◆ **Instructions**
a. In the Labor Right text, which faction within the Australian Labor Party is said to lean toward democratic socialism?
b. Duplicate the part of the Labor Right text that opens with the words containing "Political faction within" and closes with "toward democratic socialism.".
+++ Text
- Abbreviation: LR
- National Convenors: Matt Thistlethwaite; Don Farrell; Raff Ciccone;
- Student wing: Student Unity
- Ideology: Social democracy Third Way ;
- National affiliation: Australian Labor
- Colours: Red
- Seats in the House of Representatives: 42 / 150
- Seats in the Senate: 11 / 76
- Federal Caucus: 53 / 124

= Labor Right =

Political faction within the Australian Labor Party

The Labor Right (LR), also known as Labor Forum, Labor Unity or simply Unity, is one of the two major political factions within the Australian Labor Party (ALP). It is characterised by social democratic and Third Way economic policies, in contrast with the Labor Left faction, which leans toward democratic socialism.

Labor Right is composed of autonomous groups in each state and territory of Australia. The groups within the Labor Right come together as a broad alliance at the national level. The faction includes members with a range of political perspectives, including centrism, Third Way, partial privatisation, Keynesianism, social democracy, and labourism.
++++++
+++ Given entries
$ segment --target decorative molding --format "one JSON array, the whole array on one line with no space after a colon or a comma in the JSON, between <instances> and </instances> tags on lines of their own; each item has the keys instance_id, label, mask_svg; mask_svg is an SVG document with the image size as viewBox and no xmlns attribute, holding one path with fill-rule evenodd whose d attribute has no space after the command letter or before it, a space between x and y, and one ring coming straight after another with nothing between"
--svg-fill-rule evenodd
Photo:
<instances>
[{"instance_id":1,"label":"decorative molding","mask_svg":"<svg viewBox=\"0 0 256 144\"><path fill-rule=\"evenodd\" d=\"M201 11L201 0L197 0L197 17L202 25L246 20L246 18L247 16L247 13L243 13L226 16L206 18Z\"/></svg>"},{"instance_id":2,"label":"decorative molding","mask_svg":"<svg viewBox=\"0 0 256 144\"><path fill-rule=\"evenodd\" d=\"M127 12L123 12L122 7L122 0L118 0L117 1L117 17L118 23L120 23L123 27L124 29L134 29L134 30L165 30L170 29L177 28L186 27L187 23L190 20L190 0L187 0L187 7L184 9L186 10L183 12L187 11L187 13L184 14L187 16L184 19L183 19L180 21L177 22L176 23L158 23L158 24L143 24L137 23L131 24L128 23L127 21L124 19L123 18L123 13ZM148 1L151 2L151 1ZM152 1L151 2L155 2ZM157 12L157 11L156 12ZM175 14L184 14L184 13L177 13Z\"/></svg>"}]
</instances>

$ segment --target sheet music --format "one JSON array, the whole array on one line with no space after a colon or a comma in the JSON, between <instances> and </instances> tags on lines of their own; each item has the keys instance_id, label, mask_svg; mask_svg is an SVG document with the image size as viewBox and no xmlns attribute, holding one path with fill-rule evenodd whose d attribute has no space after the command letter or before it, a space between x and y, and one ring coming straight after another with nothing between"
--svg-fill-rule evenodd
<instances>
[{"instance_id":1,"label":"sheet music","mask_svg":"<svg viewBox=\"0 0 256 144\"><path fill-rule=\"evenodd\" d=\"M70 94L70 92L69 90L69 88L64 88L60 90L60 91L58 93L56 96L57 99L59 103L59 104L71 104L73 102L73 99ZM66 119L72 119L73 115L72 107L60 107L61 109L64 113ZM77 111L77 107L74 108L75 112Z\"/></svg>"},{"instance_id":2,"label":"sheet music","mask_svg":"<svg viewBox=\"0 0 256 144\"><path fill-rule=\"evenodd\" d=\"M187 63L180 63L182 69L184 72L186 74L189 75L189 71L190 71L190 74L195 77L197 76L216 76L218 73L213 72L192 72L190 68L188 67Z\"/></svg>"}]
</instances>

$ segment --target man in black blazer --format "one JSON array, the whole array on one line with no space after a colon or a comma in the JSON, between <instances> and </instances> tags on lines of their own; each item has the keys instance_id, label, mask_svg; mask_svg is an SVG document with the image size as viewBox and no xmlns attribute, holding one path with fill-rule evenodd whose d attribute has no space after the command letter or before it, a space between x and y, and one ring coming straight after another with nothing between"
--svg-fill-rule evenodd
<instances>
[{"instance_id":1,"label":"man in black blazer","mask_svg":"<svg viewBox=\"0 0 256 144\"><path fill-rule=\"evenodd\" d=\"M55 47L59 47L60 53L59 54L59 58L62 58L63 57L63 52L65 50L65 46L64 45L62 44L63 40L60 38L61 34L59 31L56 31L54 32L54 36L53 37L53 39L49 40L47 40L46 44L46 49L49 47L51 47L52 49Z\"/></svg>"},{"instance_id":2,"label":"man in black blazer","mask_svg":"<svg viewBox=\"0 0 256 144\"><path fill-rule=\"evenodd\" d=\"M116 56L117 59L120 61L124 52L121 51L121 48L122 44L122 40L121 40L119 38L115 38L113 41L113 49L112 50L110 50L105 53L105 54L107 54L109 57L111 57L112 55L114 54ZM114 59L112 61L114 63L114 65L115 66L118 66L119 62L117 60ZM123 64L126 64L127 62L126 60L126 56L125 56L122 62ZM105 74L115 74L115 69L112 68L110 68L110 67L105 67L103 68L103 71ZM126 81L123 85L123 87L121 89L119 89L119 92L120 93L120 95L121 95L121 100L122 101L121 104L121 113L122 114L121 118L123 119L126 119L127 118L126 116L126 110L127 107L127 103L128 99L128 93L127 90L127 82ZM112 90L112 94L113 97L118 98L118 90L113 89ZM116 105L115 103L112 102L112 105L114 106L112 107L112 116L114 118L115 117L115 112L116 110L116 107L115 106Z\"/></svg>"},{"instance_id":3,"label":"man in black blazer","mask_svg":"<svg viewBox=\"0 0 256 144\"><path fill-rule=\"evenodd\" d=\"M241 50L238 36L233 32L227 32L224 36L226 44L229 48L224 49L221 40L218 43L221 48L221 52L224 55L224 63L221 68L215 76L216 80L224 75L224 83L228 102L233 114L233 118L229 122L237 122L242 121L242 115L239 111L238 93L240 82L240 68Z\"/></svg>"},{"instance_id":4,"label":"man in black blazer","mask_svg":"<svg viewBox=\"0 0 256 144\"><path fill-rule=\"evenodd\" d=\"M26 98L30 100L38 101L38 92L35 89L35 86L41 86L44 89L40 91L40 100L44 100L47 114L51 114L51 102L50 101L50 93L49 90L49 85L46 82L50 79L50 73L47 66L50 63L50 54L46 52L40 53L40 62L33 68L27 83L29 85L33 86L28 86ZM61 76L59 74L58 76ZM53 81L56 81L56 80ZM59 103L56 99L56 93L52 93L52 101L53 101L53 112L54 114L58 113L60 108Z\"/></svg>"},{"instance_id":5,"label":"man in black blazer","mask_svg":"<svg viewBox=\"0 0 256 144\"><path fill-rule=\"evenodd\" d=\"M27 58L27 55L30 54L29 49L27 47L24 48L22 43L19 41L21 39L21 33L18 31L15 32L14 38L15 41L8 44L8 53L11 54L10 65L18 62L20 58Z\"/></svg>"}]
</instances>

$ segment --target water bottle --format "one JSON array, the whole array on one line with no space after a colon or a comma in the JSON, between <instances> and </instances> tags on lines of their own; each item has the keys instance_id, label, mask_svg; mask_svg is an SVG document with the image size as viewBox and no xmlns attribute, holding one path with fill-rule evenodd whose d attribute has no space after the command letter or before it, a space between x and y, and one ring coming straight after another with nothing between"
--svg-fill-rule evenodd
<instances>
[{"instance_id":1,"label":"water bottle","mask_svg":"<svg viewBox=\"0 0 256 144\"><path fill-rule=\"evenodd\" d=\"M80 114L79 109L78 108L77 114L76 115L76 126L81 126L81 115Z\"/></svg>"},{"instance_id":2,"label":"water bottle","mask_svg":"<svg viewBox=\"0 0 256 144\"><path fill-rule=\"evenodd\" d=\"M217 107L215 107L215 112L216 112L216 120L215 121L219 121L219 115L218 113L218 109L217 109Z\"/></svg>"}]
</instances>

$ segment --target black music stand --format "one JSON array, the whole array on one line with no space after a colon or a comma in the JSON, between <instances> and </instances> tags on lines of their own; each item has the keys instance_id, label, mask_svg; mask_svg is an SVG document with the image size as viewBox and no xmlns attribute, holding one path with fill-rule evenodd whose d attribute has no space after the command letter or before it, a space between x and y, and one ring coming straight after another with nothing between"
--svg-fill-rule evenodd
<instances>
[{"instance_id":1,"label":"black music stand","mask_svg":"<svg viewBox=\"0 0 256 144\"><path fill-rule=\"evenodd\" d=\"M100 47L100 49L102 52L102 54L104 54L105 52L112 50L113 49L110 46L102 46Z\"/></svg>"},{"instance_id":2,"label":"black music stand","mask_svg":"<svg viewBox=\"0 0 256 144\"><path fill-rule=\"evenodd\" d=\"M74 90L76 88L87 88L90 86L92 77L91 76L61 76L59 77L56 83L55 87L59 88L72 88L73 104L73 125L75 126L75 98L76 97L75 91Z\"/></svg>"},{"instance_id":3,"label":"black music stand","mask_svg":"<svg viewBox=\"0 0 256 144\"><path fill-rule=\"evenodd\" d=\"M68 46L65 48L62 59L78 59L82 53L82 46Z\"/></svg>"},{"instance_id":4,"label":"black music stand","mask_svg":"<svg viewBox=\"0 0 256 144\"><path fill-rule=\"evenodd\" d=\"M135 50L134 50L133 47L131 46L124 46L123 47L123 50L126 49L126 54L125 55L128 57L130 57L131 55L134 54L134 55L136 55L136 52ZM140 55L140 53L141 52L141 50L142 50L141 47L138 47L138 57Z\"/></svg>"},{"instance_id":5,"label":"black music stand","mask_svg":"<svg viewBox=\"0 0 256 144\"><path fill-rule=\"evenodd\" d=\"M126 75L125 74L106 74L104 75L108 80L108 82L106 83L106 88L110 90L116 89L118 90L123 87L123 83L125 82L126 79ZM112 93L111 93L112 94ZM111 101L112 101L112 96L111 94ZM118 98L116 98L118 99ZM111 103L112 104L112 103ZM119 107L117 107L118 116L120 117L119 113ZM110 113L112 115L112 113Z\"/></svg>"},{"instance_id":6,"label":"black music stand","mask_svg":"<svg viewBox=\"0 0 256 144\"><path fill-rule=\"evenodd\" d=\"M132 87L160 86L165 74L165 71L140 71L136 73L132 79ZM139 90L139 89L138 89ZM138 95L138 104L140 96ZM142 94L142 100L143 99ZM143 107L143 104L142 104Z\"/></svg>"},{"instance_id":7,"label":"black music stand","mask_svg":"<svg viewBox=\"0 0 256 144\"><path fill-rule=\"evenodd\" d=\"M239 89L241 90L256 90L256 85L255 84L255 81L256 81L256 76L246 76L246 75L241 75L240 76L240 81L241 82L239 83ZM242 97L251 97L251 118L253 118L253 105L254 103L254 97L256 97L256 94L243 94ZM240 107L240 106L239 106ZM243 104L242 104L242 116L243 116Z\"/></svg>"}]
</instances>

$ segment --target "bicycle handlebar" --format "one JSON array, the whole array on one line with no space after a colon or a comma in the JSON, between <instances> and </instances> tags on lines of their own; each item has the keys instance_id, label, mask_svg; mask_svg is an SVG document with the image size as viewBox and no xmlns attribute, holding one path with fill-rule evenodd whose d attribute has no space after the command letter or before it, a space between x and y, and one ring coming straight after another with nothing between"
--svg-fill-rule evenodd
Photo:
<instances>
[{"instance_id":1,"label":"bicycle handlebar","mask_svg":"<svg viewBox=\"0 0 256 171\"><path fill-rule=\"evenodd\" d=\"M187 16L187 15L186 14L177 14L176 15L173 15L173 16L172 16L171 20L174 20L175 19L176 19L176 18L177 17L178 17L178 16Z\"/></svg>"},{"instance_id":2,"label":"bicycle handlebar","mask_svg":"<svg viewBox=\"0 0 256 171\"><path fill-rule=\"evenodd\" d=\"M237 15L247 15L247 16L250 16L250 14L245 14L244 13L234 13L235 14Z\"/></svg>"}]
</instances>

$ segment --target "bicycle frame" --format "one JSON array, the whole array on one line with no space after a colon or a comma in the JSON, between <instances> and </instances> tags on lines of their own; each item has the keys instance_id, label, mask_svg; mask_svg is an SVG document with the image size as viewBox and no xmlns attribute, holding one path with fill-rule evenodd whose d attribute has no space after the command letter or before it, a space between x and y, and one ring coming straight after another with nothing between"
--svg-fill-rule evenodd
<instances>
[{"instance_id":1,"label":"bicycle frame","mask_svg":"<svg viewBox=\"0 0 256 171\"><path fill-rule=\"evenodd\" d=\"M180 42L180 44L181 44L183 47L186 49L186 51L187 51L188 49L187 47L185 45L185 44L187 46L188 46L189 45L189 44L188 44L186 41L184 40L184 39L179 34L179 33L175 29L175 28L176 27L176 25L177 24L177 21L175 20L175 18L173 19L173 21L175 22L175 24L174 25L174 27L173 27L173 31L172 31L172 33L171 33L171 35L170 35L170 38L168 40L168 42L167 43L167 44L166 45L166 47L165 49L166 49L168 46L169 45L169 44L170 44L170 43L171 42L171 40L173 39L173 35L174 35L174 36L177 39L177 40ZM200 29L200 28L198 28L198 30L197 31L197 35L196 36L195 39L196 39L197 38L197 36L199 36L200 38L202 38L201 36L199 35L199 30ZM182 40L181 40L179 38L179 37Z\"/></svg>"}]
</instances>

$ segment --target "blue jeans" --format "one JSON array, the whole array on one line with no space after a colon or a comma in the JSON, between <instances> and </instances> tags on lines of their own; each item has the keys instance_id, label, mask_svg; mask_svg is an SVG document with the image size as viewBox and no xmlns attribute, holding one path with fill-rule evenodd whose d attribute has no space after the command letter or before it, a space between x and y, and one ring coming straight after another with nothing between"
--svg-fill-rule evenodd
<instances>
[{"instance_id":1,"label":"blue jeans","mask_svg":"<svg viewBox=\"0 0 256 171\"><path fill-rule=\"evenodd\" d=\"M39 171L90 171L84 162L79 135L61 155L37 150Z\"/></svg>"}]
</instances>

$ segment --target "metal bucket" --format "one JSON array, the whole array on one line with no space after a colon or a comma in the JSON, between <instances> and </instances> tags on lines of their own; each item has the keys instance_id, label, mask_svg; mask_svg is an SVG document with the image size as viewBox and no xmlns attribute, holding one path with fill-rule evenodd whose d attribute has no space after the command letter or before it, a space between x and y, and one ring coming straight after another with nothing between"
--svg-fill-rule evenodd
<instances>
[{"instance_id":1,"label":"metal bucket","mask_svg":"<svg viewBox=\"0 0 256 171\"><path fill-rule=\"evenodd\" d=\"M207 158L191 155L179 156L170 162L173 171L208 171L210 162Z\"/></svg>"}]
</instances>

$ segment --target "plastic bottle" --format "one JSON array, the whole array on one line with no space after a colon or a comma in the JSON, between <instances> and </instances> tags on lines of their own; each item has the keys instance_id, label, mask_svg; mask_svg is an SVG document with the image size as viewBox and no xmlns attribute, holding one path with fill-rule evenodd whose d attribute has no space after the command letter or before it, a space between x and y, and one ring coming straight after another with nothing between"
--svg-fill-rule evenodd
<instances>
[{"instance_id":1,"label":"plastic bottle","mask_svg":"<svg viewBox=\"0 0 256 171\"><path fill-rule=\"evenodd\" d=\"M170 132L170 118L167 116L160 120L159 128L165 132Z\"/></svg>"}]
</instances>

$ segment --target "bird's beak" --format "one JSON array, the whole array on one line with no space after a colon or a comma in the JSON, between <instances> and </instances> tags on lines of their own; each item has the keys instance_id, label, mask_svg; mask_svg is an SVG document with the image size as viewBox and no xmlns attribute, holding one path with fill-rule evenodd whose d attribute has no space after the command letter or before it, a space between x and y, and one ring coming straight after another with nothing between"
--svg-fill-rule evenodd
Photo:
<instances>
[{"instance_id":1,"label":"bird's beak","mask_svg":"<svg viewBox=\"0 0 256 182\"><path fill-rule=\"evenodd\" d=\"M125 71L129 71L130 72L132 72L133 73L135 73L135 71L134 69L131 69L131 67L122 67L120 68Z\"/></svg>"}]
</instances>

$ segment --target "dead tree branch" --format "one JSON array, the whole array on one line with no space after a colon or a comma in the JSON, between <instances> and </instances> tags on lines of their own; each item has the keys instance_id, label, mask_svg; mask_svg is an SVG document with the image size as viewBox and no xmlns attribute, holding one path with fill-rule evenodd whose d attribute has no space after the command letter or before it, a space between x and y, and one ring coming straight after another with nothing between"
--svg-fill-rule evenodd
++++++
◆ **Answers to each task**
a. The Labor Left faction.

b.
Political faction within the Australian Labor Party

The Labor Right (LR), also known as Labor Forum, Labor Unity or simply Unity, is one of the two major political factions within the Australian Labor Party (ALP). It is characterised by social democratic and Third Way economic policies, in contrast with the Labor Left faction, which leans toward democratic socialism.